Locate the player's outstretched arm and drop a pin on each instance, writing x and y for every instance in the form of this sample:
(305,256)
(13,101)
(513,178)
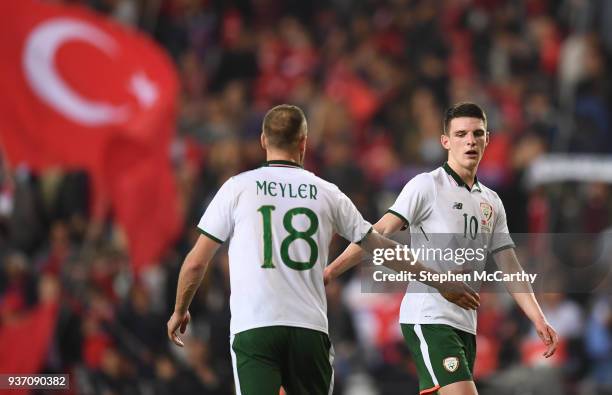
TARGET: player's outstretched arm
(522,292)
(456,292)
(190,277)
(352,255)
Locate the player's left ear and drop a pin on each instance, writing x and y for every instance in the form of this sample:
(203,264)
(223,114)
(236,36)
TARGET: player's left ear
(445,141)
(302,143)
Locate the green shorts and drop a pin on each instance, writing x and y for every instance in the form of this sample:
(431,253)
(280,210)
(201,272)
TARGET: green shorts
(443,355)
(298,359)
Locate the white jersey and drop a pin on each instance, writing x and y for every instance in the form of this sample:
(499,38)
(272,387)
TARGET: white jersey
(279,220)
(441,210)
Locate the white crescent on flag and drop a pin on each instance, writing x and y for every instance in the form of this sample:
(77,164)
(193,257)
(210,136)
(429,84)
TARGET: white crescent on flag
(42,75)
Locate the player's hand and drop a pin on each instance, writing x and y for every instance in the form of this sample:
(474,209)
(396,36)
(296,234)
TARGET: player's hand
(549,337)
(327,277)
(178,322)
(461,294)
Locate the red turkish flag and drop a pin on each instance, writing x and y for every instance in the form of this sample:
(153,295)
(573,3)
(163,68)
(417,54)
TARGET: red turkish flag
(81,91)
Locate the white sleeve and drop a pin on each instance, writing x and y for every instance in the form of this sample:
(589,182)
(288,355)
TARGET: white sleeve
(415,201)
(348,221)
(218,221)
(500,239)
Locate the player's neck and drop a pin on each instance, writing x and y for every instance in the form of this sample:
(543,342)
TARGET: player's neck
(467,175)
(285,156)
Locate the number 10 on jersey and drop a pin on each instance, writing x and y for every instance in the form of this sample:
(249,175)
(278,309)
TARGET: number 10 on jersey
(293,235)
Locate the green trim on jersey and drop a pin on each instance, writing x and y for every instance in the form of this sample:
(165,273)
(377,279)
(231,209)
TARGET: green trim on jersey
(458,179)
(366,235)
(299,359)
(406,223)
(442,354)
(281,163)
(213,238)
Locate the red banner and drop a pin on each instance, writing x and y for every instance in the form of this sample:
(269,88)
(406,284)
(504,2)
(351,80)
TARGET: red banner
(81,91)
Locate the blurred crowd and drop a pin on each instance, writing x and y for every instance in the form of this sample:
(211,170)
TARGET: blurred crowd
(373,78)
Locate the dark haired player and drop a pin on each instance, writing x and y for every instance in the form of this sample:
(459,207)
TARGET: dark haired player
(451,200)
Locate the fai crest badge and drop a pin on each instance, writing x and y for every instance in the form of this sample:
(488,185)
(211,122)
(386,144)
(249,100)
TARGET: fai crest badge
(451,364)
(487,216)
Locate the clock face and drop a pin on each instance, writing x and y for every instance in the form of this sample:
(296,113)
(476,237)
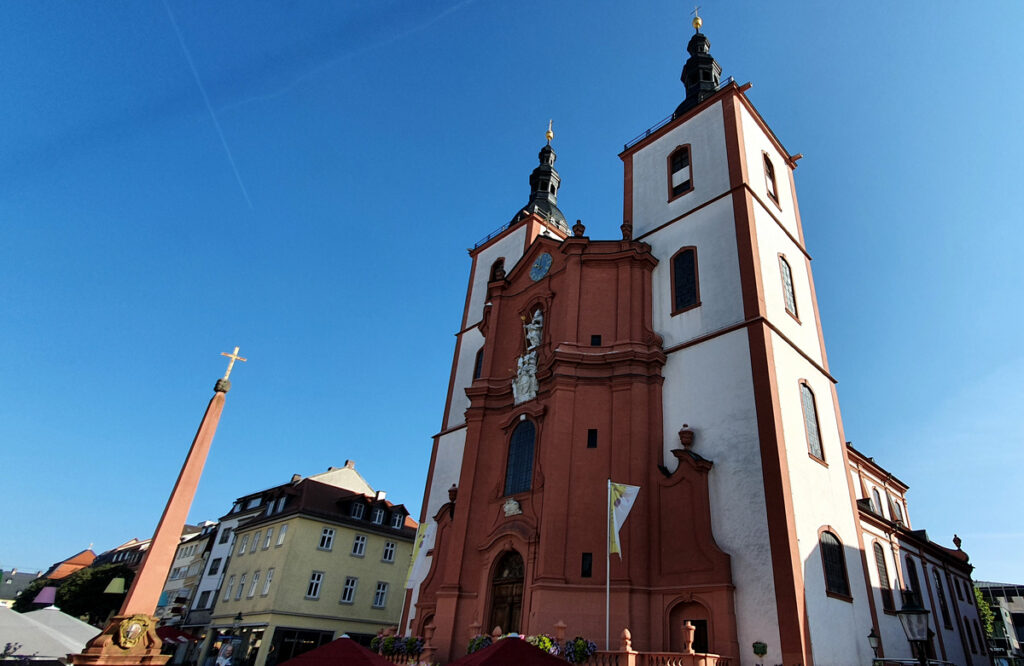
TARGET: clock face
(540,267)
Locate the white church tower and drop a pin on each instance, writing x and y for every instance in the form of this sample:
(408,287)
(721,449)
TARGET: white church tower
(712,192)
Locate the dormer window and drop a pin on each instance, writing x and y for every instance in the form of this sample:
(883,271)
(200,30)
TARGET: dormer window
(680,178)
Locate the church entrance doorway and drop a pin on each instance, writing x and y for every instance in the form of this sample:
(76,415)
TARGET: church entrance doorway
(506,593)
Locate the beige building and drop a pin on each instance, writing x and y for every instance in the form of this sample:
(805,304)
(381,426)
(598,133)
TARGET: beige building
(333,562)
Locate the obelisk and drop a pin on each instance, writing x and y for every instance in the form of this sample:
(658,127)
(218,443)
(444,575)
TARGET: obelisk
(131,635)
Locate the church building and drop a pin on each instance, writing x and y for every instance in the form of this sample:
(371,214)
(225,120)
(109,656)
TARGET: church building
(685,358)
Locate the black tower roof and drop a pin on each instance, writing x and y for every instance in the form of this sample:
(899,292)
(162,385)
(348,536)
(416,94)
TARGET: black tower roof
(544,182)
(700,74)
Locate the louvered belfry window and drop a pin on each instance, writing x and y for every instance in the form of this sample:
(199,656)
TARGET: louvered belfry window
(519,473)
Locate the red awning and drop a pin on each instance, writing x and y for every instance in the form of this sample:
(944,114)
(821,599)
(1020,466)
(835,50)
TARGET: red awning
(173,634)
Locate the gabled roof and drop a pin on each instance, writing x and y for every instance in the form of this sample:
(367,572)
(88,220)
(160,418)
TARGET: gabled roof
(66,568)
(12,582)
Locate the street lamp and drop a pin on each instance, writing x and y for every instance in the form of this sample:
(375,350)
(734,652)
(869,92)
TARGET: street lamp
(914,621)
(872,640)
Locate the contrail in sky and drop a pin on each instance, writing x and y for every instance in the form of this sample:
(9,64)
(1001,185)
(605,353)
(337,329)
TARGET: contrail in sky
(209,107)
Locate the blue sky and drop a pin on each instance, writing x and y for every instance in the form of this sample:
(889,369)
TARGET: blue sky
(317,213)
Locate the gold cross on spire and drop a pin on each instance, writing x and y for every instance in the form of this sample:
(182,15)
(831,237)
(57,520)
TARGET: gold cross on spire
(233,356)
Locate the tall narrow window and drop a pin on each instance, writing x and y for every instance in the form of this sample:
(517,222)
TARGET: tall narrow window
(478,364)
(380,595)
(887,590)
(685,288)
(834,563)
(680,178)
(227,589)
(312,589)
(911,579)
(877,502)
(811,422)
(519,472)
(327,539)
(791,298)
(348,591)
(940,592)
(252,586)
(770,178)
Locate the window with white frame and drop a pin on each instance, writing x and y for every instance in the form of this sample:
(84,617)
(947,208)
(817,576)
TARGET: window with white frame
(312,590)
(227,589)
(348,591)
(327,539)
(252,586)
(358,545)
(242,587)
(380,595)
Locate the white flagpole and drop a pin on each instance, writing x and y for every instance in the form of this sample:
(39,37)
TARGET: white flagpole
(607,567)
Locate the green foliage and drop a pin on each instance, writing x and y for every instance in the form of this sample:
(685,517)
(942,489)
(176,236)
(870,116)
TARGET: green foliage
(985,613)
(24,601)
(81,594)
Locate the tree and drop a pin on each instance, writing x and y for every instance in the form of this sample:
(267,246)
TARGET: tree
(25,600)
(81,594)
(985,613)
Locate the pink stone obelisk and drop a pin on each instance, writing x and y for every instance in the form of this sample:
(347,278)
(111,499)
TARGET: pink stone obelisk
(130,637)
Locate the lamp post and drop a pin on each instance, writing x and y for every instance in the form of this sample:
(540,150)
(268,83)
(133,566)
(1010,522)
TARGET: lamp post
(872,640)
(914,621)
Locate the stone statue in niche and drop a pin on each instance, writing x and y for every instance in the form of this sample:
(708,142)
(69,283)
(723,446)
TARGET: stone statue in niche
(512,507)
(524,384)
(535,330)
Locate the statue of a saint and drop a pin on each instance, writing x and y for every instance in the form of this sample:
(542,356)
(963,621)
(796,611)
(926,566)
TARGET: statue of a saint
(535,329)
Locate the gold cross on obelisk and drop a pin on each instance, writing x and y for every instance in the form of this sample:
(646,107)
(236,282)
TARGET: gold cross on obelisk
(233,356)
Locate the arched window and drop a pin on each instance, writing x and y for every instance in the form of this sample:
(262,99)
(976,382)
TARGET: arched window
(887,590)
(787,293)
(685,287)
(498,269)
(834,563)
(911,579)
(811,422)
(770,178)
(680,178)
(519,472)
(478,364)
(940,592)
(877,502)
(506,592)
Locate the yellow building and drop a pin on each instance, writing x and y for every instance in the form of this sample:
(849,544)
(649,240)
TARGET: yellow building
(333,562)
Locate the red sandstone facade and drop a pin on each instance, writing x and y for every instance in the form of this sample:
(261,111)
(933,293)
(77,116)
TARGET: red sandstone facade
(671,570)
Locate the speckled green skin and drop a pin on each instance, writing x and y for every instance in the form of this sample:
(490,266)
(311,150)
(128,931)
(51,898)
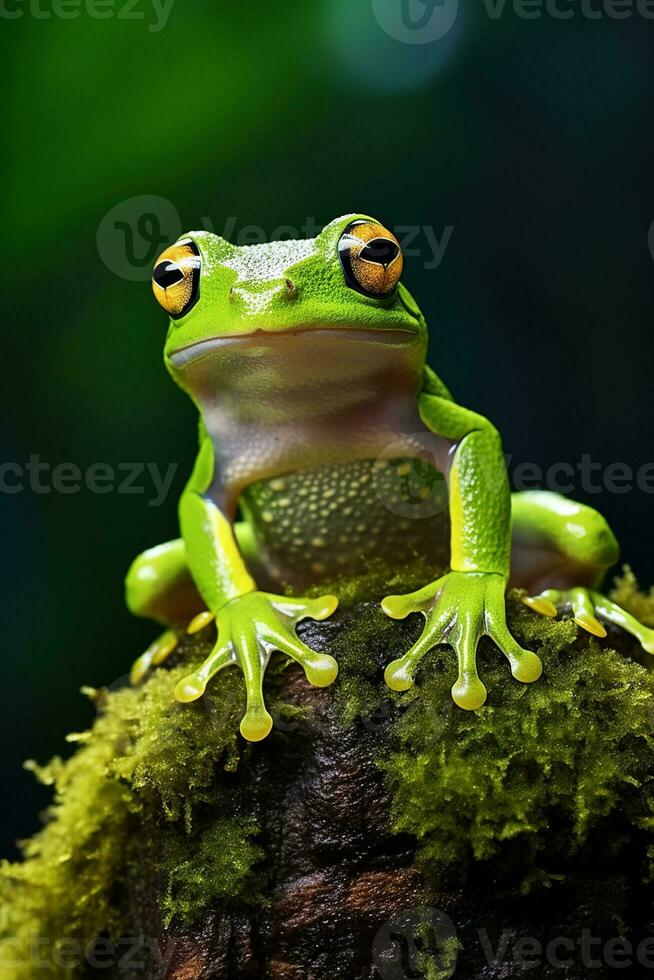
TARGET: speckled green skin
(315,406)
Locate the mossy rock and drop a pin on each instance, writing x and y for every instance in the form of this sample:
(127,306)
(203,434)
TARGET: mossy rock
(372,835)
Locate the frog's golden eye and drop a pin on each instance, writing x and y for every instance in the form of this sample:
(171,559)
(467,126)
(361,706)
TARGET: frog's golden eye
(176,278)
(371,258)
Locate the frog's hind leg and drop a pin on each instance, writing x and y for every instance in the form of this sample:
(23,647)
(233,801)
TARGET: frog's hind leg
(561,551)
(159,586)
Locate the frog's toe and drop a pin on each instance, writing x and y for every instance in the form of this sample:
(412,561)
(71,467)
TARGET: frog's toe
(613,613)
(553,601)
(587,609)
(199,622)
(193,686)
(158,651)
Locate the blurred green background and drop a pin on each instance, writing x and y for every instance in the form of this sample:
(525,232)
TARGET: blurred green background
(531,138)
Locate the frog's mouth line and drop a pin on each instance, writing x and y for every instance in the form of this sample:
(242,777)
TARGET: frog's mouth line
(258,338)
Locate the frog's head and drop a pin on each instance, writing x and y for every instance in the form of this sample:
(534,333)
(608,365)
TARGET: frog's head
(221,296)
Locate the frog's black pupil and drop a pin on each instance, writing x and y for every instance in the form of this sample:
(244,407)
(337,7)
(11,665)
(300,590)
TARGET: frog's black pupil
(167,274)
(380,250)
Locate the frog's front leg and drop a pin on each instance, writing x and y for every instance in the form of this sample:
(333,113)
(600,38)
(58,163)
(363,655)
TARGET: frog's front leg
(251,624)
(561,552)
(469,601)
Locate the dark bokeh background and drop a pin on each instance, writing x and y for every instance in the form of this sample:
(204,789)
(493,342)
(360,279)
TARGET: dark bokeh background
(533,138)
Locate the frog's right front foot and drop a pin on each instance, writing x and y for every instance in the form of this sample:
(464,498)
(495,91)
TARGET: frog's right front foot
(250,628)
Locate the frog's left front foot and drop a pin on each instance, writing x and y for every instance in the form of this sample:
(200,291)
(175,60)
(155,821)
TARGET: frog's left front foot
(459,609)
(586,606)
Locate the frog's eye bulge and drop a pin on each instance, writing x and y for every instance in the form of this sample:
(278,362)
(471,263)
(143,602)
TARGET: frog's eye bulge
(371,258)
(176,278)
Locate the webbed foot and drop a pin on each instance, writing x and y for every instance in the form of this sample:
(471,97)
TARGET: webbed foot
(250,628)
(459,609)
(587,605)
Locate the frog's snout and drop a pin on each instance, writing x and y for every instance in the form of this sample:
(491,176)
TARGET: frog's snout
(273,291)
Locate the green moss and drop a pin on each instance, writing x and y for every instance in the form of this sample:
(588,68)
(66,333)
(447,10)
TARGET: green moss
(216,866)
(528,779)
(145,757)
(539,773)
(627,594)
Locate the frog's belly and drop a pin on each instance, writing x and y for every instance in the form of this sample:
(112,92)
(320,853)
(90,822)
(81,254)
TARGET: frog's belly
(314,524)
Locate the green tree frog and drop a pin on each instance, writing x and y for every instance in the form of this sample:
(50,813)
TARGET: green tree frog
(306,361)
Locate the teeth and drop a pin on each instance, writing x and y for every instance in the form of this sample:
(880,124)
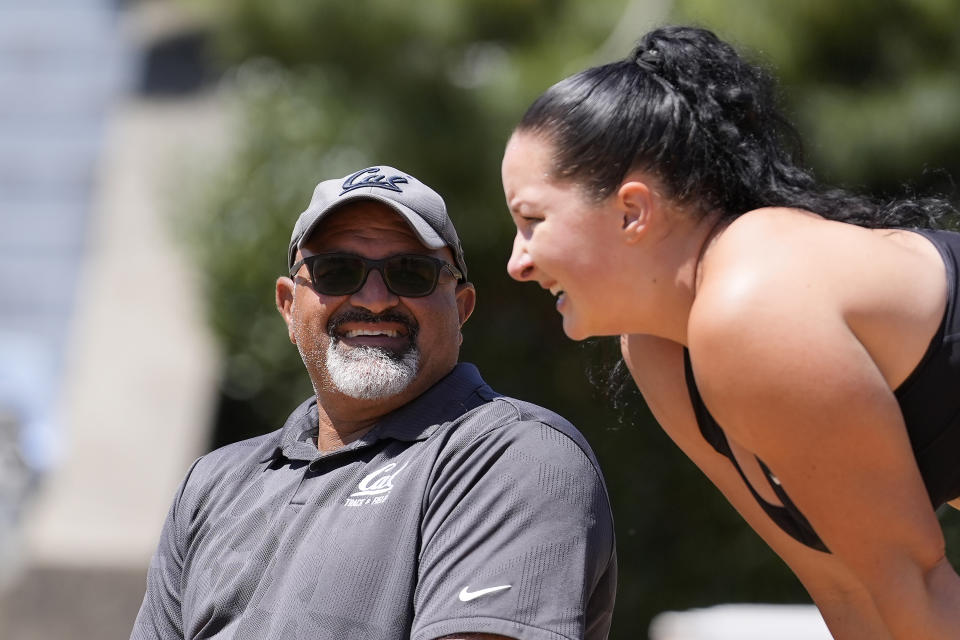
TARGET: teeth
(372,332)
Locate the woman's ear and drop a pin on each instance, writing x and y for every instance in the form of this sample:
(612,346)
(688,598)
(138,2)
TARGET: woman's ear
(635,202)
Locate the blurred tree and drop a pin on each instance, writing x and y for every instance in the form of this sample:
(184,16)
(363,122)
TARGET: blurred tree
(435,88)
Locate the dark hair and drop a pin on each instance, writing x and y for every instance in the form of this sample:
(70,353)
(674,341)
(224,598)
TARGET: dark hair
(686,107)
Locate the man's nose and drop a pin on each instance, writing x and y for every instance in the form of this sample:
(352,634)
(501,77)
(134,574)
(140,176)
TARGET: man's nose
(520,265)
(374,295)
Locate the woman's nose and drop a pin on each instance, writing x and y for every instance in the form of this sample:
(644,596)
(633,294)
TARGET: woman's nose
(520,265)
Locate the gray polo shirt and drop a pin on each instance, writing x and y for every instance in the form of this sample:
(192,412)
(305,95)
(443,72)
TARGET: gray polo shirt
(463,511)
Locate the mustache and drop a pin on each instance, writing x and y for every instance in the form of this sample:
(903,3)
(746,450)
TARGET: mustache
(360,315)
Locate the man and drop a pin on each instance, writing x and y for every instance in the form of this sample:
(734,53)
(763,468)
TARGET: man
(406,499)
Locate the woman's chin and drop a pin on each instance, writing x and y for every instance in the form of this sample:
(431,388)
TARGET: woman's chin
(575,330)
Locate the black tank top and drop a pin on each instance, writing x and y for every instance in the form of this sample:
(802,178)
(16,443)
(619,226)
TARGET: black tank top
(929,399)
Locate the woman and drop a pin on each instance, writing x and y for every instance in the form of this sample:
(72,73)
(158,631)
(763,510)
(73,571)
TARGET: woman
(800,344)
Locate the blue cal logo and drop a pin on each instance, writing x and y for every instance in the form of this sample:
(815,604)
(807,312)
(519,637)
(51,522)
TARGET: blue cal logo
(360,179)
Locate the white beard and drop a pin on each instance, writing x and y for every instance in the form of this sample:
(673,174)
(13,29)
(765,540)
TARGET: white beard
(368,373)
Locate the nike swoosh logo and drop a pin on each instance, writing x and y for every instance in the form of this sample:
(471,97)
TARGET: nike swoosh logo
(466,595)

[WRITTEN TASK] Rewrite the lines from the one containing "Locate the white beard" through the last line, inclusive, changing "white beard" to "gray beard" and leaving everything else as it is.

[TASK SOLUTION]
Locate the gray beard and drop a pin on each instance, writing x and y for every instance in the form of this sample:
(673,174)
(13,29)
(765,540)
TARGET: gray beard
(368,373)
Locate the nike swoosh logo and drop a pin on each instance, writing x and y for every instance in the form of this sample:
(471,97)
TARGET: nike swoosh logo
(466,595)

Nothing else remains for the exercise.